— start of Text to read —
Evan Cummins, a little-used freshman forward at Harvard, played on the same AAU team — the New England Playaz — as Tarczewski and against him with Northfield Mount Hermon High School.
“He was a lot of fun to watch because of how quickly he was improving,” Cummins said. “Every day you would just shake your head and say, ‘There’s nothing you can do about that.’
“You could tell he was a special player.”
Tarczewski’s parents split up “a while ago,” Erick said, but their relationship is still good, and that’s because of their son.
“We’ve always both been focused as a team effort to his development as a person,” Erick said.
In the fall, Tarczewski’s mother, Bonnie Wyand, rented out her home in New Hampshire and rented a house in Tucson to be closer to Tarczewski.
UA assistant coach James Whitford said that Tarczewski has a tendency to get down on himself when he’s struggling, so having his mother nearby — instead of 2,574 miles across the country in Claremont — has been invaluable.
“It was a much bigger adjustment for him than we realized,” Whitford said. “If Kaleb doesn’t play well, he’s miserable. If he plays well, he’s great. His mom could care less how he plays; she just loves him.”
In December, Erick Tarczewski came to Tucson to watch Arizona’s game against Florida, and he stayed with Wyand.
— end of Text to read —
— start of Records provided —
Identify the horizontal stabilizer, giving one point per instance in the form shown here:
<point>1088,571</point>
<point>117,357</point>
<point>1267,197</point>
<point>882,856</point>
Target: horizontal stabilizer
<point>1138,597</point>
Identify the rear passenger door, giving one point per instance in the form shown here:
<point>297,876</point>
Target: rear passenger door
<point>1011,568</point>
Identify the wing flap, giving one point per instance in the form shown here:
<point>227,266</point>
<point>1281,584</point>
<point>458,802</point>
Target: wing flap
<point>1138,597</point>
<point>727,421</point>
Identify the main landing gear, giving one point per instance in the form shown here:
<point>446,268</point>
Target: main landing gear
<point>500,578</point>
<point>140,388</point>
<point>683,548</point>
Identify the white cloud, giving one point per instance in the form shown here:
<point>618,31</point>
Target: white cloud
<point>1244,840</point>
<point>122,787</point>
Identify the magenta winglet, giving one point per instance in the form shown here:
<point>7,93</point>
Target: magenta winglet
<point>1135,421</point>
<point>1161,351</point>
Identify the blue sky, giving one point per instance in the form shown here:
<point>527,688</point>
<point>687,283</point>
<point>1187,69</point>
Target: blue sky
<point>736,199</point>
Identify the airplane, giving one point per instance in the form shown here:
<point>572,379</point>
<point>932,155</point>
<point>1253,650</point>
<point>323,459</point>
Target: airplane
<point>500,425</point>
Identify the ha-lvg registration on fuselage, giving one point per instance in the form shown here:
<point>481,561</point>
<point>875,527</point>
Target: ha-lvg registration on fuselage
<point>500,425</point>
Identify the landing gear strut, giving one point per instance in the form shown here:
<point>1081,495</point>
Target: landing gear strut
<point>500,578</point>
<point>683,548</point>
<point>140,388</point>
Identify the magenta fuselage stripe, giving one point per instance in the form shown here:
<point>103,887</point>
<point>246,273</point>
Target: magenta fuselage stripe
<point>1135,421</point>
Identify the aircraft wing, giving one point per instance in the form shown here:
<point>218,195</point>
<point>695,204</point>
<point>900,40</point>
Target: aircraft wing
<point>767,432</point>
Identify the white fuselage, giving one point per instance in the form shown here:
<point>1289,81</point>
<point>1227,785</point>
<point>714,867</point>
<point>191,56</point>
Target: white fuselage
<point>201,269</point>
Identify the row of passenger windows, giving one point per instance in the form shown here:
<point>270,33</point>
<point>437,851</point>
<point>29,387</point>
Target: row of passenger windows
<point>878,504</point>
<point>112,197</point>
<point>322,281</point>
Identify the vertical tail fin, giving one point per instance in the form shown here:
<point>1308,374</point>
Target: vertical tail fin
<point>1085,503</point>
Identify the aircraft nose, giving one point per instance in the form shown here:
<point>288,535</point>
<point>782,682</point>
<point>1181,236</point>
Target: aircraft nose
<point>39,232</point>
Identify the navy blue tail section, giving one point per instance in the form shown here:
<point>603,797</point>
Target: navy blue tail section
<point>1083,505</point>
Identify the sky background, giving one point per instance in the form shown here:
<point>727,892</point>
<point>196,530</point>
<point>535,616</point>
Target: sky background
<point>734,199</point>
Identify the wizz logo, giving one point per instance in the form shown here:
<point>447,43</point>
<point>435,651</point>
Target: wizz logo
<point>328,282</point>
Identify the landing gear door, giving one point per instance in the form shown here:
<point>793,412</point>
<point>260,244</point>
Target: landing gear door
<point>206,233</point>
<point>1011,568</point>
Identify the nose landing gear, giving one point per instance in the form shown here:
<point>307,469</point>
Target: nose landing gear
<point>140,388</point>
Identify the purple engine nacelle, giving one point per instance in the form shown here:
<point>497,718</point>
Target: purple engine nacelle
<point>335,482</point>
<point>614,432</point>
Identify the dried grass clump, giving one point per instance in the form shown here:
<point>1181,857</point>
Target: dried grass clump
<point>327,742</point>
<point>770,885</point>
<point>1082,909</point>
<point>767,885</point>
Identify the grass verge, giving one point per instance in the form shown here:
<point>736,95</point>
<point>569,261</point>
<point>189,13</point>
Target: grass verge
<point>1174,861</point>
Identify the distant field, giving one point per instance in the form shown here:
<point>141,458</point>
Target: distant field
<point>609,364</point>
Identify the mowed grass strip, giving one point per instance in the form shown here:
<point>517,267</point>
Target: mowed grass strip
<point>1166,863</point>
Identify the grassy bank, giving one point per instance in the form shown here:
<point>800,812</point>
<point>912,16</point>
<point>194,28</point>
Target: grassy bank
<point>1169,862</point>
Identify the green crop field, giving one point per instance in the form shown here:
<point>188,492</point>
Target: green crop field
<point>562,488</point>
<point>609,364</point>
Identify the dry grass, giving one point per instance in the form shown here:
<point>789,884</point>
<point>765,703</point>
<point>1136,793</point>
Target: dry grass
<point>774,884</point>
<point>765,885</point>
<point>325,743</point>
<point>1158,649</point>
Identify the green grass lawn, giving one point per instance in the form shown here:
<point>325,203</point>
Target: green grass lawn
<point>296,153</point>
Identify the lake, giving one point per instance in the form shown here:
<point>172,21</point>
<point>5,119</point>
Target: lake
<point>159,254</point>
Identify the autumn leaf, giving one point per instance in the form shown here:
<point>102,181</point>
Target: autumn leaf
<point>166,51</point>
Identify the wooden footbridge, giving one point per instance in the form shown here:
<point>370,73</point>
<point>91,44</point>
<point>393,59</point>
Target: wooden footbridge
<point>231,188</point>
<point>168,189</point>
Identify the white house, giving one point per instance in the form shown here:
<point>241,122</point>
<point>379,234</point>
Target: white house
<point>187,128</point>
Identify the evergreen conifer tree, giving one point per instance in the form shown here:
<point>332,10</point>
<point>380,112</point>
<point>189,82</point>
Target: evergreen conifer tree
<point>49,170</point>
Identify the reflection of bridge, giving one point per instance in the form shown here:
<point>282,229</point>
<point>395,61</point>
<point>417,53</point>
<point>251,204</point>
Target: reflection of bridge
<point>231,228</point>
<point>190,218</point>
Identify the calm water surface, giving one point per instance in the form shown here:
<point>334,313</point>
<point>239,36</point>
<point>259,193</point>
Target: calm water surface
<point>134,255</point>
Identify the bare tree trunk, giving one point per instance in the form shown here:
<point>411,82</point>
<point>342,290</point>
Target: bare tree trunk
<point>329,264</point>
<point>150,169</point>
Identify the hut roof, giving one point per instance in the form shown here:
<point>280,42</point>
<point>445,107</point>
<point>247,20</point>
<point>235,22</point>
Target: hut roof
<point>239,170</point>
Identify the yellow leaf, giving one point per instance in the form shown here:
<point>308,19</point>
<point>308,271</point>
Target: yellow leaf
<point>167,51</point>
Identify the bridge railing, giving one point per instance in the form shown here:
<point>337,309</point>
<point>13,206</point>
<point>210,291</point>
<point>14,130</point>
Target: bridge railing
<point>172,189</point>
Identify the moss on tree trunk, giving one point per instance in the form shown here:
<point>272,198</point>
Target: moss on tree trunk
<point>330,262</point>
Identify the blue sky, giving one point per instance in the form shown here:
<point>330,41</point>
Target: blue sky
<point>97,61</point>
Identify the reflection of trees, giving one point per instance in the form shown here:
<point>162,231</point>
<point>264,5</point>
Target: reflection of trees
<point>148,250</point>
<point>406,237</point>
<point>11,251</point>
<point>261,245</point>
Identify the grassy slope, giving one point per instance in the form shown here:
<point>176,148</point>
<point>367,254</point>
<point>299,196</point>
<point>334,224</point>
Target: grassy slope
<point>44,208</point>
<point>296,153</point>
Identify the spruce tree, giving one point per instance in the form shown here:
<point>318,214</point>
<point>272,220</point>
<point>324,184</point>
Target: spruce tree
— end of Records provided —
■ **Objective**:
Extract, word for word, the part of the Tarczewski text that begins with the words containing "Tarczewski’s parents split" and ends with "has been invaluable.".

■ **The completed task**:
Tarczewski’s parents split up “a while ago,” Erick said, but their relationship is still good, and that’s because of their son.
“We’ve always both been focused as a team effort to his development as a person,” Erick said.
In the fall, Tarczewski’s mother, Bonnie Wyand, rented out her home in New Hampshire and rented a house in Tucson to be closer to Tarczewski.
UA assistant coach James Whitford said that Tarczewski has a tendency to get down on himself when he’s struggling, so having his mother nearby — instead of 2,574 miles across the country in Claremont — has been invaluable.